• **Brief**
Quote word for word the lines from the one containing "Check that every instance of the reflection" up to and including the one containing "column 455, row 505".

[Stored items]

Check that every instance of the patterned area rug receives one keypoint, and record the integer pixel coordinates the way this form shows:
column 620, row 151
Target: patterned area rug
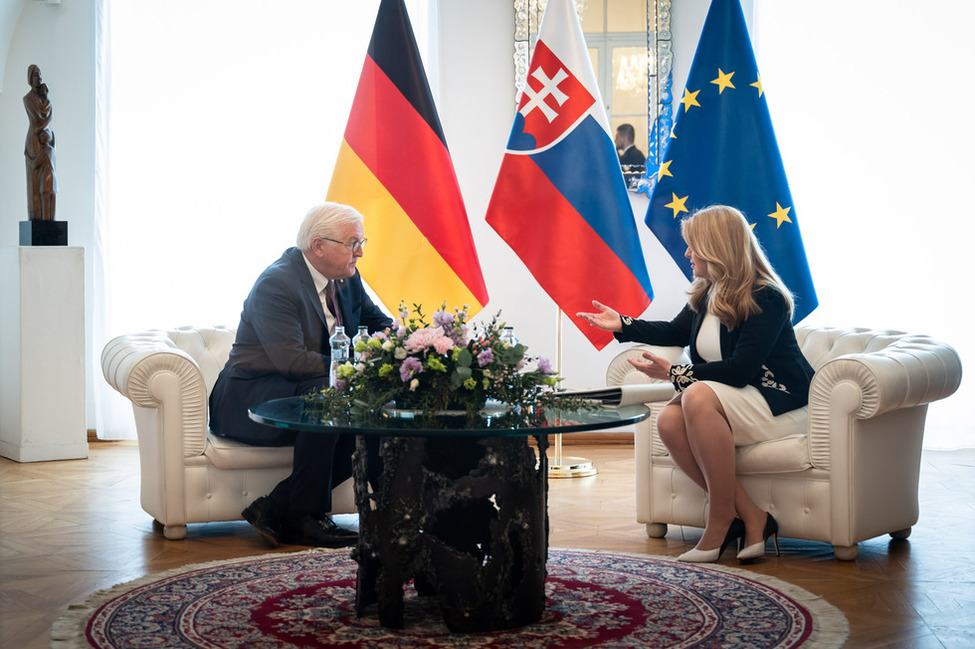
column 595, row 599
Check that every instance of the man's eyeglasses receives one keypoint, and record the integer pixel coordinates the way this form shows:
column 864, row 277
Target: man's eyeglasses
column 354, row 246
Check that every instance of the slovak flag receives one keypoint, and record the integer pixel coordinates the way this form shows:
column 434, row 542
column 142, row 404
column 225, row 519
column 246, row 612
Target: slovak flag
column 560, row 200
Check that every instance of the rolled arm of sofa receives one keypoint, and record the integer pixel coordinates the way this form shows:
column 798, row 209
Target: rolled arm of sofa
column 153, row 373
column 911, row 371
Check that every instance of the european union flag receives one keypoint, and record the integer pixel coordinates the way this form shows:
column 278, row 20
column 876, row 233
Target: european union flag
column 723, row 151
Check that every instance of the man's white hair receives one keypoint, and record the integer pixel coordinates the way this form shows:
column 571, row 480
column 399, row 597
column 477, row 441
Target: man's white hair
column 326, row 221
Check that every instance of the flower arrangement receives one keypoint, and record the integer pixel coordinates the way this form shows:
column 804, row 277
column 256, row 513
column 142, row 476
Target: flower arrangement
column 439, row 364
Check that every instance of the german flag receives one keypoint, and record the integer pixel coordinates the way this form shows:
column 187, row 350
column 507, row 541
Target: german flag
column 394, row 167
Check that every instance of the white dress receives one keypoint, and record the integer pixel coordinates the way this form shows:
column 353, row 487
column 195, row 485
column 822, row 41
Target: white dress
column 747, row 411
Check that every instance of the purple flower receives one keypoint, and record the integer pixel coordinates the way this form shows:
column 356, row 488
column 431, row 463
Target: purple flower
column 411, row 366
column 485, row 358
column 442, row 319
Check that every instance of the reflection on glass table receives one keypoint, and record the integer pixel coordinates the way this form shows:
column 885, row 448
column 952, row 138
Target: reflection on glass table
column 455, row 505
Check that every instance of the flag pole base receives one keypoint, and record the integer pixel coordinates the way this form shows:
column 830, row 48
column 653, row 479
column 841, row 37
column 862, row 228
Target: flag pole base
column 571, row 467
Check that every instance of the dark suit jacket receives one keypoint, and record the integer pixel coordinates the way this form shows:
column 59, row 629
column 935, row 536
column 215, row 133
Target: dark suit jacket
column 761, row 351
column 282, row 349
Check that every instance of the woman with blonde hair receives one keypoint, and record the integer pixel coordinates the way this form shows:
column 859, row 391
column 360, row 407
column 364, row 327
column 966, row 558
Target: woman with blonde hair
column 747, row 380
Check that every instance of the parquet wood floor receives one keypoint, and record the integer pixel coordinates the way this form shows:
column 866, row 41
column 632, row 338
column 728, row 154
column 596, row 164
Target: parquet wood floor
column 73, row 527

==

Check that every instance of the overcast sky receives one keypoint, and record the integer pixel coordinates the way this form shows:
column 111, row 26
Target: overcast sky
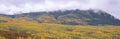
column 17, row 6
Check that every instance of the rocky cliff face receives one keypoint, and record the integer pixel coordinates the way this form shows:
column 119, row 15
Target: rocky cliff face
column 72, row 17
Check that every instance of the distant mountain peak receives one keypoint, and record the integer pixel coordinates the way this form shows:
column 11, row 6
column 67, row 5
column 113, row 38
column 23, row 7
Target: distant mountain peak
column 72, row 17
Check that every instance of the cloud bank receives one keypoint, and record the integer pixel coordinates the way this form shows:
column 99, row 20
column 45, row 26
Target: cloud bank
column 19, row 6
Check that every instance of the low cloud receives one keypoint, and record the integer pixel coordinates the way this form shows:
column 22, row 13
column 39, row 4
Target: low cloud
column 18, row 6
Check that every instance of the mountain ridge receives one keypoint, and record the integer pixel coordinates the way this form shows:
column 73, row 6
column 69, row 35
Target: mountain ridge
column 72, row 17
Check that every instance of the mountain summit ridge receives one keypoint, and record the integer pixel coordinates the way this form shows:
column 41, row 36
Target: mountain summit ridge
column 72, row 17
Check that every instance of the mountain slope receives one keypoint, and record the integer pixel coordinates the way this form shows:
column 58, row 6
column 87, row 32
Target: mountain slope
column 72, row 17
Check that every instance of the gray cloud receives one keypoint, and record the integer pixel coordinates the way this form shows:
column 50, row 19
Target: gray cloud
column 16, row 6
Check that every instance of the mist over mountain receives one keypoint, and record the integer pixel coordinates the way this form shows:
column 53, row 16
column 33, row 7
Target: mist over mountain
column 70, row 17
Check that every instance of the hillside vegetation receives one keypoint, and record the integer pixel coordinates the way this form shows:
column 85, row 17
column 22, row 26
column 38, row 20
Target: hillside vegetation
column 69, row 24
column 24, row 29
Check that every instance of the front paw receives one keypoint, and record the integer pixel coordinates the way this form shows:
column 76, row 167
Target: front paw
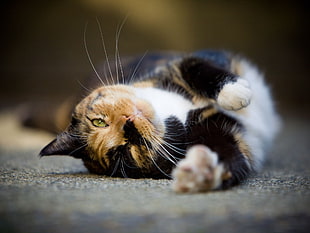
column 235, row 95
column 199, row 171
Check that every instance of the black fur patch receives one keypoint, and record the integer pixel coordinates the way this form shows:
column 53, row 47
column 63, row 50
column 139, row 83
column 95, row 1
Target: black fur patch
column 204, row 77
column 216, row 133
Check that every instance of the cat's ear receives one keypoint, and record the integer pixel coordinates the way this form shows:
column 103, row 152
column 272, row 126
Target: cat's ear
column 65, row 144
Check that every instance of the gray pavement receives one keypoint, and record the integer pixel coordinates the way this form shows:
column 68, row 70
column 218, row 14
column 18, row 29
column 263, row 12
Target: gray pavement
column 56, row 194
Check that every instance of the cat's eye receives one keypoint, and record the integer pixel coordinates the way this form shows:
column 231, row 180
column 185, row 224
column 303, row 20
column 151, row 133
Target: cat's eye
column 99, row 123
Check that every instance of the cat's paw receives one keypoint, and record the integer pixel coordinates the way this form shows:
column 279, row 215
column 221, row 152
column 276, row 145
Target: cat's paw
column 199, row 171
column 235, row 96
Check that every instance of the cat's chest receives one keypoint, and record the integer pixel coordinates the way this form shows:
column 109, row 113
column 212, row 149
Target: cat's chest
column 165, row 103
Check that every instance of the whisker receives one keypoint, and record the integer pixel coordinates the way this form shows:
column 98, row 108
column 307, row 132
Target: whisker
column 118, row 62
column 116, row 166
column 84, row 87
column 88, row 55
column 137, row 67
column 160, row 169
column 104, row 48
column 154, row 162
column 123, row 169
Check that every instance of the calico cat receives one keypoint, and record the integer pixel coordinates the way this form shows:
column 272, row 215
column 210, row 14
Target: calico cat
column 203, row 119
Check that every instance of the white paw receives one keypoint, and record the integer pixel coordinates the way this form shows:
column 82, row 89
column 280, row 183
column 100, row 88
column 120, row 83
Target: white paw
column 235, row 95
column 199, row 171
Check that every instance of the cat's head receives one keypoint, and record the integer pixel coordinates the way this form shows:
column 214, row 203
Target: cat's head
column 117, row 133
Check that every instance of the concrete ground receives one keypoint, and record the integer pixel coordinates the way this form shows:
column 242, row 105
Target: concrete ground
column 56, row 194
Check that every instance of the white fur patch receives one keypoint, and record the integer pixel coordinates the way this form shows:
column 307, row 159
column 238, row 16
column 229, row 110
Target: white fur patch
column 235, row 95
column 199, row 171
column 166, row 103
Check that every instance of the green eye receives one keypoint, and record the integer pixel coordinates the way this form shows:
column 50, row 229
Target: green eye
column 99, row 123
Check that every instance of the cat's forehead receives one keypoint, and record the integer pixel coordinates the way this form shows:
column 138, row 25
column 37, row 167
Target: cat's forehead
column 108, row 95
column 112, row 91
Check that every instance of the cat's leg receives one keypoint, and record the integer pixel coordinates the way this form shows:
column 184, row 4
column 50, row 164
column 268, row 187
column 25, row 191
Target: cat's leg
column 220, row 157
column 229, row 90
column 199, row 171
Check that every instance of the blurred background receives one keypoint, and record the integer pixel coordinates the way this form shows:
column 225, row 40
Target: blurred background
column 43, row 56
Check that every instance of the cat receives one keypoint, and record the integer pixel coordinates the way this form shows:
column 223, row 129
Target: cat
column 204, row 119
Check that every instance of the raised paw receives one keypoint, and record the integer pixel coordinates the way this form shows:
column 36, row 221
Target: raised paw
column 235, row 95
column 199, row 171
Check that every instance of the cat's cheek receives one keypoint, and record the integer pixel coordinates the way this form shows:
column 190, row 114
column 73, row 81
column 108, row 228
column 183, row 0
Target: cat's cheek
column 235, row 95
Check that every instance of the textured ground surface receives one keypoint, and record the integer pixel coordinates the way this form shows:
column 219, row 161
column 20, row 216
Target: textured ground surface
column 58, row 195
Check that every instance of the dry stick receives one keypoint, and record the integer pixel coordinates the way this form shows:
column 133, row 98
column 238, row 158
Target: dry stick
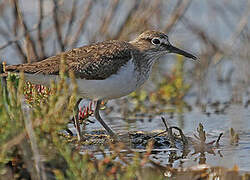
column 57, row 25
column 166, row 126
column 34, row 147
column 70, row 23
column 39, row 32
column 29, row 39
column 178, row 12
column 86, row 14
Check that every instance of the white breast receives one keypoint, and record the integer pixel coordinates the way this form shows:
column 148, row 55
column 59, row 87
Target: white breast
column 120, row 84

• **Reply**
Check that every instance of the reflection on glass table receives one keypoint, and record the integer pixel coordinates the way this form shows:
column 885, row 448
column 952, row 138
Target: reflection on glass table
column 455, row 505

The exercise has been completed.